## [DIRECTIONS]
From the data below, return the exact lines starting at the line containing "of the crumbling" and ending at the line containing "of the weight", both included, and nothing else.

## [EXTRACTED MATERIAL]
_ _ _ _

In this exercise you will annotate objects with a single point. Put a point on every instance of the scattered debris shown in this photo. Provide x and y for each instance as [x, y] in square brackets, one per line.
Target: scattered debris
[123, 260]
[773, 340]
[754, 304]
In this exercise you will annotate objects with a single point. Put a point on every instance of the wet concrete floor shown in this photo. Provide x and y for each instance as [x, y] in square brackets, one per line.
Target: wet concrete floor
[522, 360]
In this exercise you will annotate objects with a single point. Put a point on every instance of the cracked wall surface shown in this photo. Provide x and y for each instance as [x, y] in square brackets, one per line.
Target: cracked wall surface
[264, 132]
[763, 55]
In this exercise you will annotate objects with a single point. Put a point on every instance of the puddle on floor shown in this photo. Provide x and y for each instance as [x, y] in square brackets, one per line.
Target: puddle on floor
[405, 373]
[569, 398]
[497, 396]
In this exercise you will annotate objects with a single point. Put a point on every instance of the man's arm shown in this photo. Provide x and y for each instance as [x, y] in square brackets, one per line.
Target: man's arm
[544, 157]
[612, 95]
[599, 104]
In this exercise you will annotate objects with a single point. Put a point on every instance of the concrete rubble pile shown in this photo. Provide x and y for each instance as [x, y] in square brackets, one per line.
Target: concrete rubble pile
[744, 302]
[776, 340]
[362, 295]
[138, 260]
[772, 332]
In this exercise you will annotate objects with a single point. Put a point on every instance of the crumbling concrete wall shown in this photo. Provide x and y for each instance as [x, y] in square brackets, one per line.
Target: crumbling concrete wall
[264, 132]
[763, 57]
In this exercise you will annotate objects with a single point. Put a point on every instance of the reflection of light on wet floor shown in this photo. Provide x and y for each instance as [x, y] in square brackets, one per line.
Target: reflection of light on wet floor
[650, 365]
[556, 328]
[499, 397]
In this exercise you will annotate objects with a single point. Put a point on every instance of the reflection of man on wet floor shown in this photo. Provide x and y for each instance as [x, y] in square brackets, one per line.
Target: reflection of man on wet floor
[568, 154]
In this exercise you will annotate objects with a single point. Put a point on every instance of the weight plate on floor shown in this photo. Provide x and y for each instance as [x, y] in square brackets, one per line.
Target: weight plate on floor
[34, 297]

_ _ _ _

## [RESPONSE AREA]
In this exercise you will annotate objects with a single point. Put a point on every instance of the crumbling concrete wall shown in this photo. Provide x and y for each instance as [x, y] in square brackets, one per line.
Target: crumbling concrete wall
[264, 132]
[763, 57]
In this exercise you will annotate objects with a single point. Put a point on every instance of the reflection of light on wet floor shown in this photo. Provide x and y for each instance as [x, y] in square brackets, one per line.
Target: reflection of light on wet floor
[650, 365]
[556, 328]
[499, 397]
In this exercise you will annotate objects with a single point. Put a point on every instance of the reflection of man on wet floor shown in this photo. Provide x and y for each instance as [x, y] in square brackets, one per line.
Target: reflection of man on wet floor
[568, 154]
In this exercise you will annotate objects with a single point. Put a point on every instance of the weight plate on floor shown in this photo. Provide x and y for each instance as [x, y] in square brackets, one per line.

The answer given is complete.